WHAT IS BEING ASKED >>
Within the data below, count the lines that include "white" and give only the count.

THE DATA >>
☆ ☆ ☆

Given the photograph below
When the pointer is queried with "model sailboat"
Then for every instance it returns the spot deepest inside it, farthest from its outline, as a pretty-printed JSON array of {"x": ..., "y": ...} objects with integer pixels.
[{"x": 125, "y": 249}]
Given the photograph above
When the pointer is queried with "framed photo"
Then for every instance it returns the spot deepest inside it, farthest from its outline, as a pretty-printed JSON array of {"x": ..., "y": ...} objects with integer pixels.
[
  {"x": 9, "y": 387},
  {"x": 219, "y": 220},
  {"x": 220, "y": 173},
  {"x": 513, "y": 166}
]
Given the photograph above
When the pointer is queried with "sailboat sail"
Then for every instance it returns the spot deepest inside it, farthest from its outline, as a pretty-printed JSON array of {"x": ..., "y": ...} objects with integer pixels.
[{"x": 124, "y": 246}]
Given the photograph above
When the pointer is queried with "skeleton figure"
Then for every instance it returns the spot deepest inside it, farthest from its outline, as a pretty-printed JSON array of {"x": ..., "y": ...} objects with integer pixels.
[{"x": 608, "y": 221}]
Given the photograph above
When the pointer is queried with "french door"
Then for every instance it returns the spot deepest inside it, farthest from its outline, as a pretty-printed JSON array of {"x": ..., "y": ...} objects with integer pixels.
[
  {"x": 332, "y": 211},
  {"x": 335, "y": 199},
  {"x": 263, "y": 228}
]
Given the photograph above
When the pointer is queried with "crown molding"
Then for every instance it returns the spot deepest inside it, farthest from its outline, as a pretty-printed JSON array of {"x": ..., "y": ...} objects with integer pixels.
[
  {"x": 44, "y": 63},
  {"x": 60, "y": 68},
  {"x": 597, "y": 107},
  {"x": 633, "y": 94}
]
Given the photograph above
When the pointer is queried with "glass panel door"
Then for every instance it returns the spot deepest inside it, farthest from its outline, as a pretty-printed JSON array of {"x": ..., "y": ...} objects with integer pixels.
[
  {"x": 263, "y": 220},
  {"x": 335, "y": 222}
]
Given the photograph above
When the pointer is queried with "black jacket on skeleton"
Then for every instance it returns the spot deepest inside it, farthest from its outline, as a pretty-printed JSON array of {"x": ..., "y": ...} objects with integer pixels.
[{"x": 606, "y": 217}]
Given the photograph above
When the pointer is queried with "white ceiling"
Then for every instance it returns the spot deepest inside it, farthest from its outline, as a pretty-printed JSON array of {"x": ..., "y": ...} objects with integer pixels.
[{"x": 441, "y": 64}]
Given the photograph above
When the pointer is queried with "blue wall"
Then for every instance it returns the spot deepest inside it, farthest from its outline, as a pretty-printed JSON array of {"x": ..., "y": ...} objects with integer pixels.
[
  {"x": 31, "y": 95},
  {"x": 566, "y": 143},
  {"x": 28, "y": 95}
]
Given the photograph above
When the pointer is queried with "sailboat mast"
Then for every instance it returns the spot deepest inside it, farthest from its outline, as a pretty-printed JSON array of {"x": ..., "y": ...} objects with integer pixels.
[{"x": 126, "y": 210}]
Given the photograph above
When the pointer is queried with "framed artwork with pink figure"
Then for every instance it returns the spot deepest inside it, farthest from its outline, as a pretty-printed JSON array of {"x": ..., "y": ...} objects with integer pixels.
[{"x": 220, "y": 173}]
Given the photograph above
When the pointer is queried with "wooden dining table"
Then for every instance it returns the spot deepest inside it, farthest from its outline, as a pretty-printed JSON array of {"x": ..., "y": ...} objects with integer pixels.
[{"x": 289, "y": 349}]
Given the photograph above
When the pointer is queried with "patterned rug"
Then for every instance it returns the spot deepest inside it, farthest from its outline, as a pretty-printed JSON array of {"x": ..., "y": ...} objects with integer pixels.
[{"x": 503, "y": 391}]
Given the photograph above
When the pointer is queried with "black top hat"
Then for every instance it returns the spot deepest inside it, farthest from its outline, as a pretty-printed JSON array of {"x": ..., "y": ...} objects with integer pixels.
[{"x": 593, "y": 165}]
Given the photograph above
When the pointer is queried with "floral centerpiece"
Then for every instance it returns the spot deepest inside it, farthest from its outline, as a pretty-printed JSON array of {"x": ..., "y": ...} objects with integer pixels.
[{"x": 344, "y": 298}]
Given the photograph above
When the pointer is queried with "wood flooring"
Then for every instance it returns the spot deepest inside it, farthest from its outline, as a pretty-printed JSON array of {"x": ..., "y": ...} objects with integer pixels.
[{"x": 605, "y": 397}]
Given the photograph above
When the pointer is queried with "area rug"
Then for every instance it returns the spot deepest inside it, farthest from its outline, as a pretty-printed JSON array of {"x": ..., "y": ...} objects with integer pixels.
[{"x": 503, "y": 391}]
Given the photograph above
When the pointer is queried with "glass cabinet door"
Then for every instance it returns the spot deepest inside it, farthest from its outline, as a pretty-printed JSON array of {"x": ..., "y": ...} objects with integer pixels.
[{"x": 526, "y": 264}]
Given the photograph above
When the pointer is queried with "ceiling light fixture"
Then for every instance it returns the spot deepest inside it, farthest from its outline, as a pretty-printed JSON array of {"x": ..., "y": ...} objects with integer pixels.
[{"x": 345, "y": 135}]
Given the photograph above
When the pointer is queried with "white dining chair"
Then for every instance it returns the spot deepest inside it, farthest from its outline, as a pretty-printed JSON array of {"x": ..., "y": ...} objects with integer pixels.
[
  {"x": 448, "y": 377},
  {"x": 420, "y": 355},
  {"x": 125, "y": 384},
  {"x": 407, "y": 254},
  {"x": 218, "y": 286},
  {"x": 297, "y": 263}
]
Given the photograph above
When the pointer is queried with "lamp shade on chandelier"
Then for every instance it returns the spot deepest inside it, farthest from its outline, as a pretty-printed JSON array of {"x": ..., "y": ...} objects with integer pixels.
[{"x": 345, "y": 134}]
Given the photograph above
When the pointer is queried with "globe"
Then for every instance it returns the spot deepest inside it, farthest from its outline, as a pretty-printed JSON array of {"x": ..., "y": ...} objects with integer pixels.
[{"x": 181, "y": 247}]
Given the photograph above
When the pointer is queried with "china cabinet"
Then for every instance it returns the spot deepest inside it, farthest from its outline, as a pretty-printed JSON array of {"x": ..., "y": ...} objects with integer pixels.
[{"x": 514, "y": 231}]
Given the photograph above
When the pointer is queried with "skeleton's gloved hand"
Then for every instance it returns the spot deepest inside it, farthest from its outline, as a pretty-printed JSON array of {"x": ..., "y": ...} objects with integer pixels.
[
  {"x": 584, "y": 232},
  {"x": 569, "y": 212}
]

☆ ☆ ☆

OUTPUT FOR THIS TASK >>
2